„Das Recht muss ökologisiert werden“
11. Dezember 2024
In unserem Rechtssystem wird die Natur als bloßes Objekt betrachtet. Das wird ihr nicht gerecht, ist schon lange nicht mehr zeitgemäß und muss geändert werden – findet eine bayerische Bürgerinitiative. Sie sammelt derzeit Stimmen für ihr Volksbegehren „Rechte der Natur“ und will mit dem die bayerische Verfassung ändern.
Interview mit Hans Leo Bader
ÖkologiePolitik: Herr Bader, wer oder was ist „die Natur“?

☆ ☆ ☆

AUFGABE: Nehmen Sie das Interview über das Volksbegehren „Rechte der Natur“ wieder auf und schreiben Sie es ab seinem Ende weiter. Die Auflistung stammt aus einer anderen Quelle als das Interview.

BEREITGESTELLTES MATERIAL:
☆ ☆ ☆

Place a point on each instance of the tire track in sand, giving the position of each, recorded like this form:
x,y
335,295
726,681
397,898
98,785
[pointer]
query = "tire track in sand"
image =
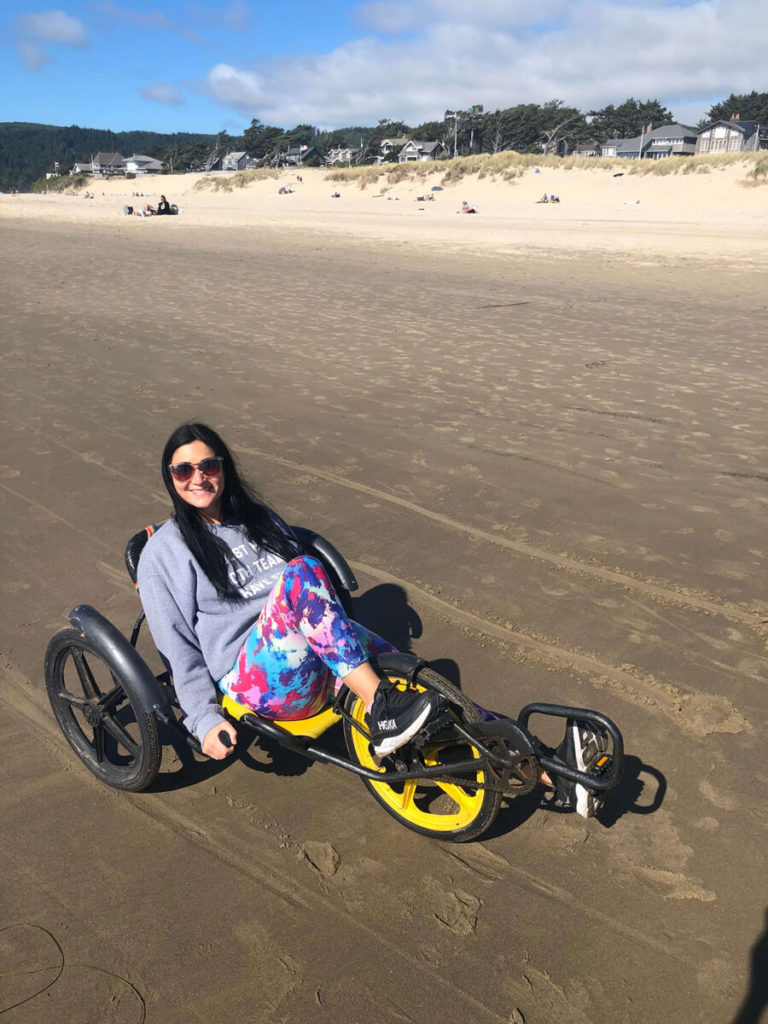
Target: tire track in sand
x,y
691,711
658,592
18,692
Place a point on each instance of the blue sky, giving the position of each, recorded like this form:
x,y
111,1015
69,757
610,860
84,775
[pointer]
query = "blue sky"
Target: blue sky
x,y
172,66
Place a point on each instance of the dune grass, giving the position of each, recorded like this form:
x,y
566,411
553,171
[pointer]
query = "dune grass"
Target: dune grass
x,y
62,183
238,180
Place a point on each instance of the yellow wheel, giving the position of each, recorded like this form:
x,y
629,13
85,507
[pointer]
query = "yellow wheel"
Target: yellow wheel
x,y
456,810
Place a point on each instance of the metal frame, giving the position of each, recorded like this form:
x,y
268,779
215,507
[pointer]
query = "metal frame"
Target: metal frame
x,y
156,693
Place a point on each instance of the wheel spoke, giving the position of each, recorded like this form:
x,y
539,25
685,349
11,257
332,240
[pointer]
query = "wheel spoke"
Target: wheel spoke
x,y
409,791
461,797
98,742
110,700
74,699
120,735
86,676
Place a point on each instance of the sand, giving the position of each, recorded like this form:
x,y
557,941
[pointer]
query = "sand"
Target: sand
x,y
544,451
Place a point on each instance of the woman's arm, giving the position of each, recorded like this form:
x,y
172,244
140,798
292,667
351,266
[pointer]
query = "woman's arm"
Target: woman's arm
x,y
170,624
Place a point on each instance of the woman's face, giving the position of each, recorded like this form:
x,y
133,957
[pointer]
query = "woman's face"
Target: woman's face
x,y
202,492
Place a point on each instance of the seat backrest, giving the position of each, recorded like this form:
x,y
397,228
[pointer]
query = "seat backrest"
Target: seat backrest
x,y
133,551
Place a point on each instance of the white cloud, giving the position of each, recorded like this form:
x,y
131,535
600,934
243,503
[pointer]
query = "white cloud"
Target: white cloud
x,y
153,20
36,32
390,18
163,92
52,27
501,52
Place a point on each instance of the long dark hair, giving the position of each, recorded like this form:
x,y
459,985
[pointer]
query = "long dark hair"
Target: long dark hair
x,y
241,506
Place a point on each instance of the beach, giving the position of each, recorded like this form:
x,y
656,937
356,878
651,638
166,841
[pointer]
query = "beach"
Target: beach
x,y
539,435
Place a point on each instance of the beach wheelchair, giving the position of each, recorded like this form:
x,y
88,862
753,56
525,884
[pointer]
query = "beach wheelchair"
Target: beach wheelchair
x,y
448,782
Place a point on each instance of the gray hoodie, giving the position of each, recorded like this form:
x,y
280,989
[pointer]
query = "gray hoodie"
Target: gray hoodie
x,y
198,633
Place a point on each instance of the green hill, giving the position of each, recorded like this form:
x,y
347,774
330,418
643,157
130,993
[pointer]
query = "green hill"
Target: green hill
x,y
28,152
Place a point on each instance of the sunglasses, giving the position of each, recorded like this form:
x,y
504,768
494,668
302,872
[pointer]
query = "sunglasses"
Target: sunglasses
x,y
185,470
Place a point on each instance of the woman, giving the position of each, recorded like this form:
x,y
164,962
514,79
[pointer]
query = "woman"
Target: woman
x,y
232,602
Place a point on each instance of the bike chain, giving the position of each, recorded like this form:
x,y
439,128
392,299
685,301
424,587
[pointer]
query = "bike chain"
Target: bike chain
x,y
502,782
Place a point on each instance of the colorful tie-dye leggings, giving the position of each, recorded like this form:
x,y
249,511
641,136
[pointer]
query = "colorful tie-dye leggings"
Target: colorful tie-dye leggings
x,y
301,638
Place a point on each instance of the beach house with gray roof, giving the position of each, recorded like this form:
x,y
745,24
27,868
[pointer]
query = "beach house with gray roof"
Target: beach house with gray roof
x,y
235,162
732,136
139,164
669,140
415,151
108,163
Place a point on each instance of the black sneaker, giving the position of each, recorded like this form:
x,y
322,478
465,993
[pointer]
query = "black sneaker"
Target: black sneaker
x,y
396,716
586,748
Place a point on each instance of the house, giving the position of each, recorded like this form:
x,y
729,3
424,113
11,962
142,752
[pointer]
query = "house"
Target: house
x,y
341,155
108,163
669,140
138,164
302,155
586,150
387,146
732,136
415,151
235,162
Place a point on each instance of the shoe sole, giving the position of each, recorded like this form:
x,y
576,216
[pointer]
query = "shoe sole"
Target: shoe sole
x,y
392,742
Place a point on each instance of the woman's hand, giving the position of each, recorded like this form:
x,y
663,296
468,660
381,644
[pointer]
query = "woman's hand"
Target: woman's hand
x,y
213,747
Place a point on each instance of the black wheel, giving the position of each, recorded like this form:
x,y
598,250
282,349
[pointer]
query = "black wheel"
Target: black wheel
x,y
451,809
107,726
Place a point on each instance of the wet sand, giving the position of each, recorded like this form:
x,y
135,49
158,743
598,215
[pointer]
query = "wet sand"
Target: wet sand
x,y
550,476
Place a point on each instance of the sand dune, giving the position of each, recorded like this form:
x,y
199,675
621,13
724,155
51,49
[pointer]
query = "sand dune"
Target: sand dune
x,y
699,215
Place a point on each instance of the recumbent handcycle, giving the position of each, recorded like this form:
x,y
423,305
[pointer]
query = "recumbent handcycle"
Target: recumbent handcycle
x,y
448,782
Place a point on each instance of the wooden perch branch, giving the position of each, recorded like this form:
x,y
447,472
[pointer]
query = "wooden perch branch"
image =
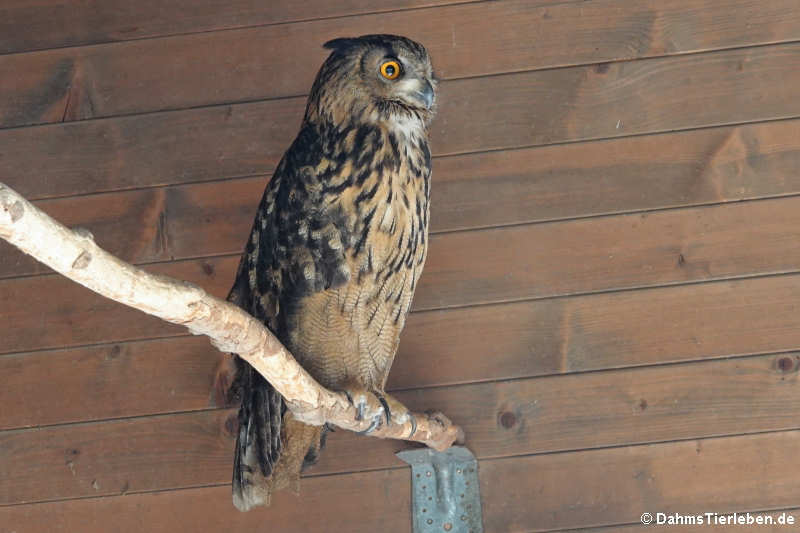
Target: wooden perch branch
x,y
75,255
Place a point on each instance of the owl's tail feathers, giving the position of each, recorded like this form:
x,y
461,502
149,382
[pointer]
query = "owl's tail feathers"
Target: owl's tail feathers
x,y
271,448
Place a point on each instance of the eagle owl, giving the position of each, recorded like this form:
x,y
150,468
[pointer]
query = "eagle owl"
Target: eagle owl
x,y
336,249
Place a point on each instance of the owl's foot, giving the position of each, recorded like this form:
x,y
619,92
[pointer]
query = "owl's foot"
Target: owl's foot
x,y
377,407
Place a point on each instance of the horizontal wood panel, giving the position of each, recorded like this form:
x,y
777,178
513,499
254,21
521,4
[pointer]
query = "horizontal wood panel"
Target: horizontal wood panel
x,y
626,251
441,347
26,25
610,486
281,60
500,419
619,484
476,190
541,107
467,268
713,524
108,381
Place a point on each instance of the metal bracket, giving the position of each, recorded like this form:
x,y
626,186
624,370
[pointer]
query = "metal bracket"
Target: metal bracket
x,y
444,489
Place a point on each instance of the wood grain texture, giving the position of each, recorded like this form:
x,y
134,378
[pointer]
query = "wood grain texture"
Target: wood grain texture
x,y
617,485
26,25
610,486
626,251
714,526
109,381
477,190
542,107
500,419
560,336
467,268
281,60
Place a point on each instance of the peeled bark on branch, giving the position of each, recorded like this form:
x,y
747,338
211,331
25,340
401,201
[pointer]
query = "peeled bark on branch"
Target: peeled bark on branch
x,y
75,255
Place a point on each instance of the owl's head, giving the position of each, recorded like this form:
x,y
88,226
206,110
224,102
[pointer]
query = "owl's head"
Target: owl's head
x,y
374,78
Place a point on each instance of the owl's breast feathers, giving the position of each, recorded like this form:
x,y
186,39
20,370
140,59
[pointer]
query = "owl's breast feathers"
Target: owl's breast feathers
x,y
338,245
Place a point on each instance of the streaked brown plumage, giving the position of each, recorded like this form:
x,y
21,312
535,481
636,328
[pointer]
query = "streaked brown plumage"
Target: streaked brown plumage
x,y
336,249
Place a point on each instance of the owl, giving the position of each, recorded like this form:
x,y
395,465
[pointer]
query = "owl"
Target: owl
x,y
337,246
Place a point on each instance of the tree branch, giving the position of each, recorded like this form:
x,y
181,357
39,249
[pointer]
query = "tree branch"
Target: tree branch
x,y
75,255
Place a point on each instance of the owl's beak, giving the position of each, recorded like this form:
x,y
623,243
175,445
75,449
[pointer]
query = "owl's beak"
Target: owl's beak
x,y
426,96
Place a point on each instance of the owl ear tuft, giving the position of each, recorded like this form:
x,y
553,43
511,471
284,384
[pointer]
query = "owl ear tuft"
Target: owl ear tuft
x,y
341,45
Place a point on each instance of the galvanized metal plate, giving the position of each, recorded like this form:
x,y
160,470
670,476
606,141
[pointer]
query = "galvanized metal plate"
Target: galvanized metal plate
x,y
444,490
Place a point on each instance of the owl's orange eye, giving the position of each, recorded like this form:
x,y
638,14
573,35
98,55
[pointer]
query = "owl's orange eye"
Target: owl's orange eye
x,y
390,69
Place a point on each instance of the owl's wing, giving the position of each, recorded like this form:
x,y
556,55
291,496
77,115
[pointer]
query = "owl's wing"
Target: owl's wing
x,y
288,256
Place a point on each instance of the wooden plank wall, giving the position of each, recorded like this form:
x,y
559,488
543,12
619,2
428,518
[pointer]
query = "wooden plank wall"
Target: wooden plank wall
x,y
610,306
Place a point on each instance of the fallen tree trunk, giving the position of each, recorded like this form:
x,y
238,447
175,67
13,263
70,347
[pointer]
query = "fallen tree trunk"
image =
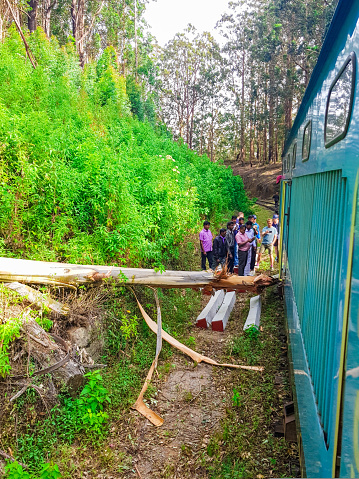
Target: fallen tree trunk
x,y
72,275
53,357
37,298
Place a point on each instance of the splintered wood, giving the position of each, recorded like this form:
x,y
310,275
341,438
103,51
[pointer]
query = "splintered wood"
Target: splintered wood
x,y
139,405
73,275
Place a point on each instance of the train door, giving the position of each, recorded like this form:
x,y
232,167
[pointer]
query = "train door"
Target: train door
x,y
284,224
346,460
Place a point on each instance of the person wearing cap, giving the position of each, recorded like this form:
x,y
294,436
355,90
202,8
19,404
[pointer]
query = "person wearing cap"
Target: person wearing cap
x,y
230,243
276,201
269,234
257,234
251,235
219,248
235,231
276,226
205,240
244,244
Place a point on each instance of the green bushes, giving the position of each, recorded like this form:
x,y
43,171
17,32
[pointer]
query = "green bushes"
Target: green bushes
x,y
67,420
81,180
15,471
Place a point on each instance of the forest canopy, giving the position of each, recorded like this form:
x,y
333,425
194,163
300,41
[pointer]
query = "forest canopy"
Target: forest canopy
x,y
81,178
110,134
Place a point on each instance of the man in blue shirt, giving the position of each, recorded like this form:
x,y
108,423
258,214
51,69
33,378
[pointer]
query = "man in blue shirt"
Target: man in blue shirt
x,y
269,234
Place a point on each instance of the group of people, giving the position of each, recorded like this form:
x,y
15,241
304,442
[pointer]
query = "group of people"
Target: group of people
x,y
237,245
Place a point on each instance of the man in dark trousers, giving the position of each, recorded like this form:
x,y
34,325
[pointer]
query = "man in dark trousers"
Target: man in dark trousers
x,y
276,201
219,248
205,239
244,243
230,243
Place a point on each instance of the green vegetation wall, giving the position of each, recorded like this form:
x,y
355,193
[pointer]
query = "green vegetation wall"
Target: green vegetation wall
x,y
81,179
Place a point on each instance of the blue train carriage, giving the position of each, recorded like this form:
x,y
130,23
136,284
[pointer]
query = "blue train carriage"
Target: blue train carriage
x,y
320,254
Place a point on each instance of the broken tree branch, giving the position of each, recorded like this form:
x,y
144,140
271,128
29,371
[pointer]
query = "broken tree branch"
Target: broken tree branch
x,y
72,275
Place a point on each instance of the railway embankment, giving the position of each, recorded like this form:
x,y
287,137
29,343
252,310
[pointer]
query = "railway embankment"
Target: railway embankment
x,y
217,422
259,181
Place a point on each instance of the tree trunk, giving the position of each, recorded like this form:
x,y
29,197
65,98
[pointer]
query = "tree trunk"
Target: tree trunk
x,y
49,354
78,27
46,21
271,112
32,15
242,110
72,275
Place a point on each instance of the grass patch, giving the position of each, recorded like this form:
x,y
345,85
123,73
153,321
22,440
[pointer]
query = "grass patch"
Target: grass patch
x,y
246,446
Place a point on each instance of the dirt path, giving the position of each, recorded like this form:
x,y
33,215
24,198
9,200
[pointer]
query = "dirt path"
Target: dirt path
x,y
192,401
259,181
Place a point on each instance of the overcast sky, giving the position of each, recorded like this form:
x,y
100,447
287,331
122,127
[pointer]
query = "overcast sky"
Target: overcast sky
x,y
168,17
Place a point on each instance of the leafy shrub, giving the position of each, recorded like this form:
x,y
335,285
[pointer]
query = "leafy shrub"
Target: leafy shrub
x,y
15,471
81,179
248,346
90,405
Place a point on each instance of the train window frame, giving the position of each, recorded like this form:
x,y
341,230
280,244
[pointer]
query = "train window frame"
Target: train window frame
x,y
351,58
308,126
294,155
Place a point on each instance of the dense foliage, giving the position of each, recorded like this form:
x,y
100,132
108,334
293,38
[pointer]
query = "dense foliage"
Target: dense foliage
x,y
81,180
238,102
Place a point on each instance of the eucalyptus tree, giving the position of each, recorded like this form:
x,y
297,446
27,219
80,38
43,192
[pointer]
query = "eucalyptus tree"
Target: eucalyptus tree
x,y
190,79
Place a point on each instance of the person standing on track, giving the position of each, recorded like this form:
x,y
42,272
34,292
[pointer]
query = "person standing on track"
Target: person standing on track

☆ ☆ ☆

ANTWORT:
Hans Leo Bader: Das ist eine gute Frage. Sie trifft den Kern dessen, worum es eigentlich geht. Um eine objektive oder um eine subjektive Sicht. Wir bezeichnen die Natur meistens als Umwelt, also etwas, was uns umgibt, und tun so, als wären wir davon völlig unabhängig. Wir als Menschen sind aber nicht nur Teil dieses großen Ganzen, sondern davon komplett abhängig. Das haben wir aber aus unserem Bewusstsein verdrängt. Statt das Wort „Umwelt“ wäre es vielleicht in Zukunft besser, das Wort „Mitwelt“ zu verwenden. Wenn man sich die Herkunft des Wortes „Natur“ anschaut, bekommt man vielleicht auch eine kleine Ahnung, was Natur sein könnte. Es stammt aus dem lateinischen „nasci“, das „geboren werden, wachsen, gedeihen, gezeugt werden“ bedeutet. „naturus, natura, naturum“ ist das Partizip Futur aktiv dieses passiven Wortes und bedeutet: „im Begriff sein, geboren zu werden, zu wachsen, zu gedeihen“.
Wie lässt sich begründen, dass die Natur eigene Rechte hat?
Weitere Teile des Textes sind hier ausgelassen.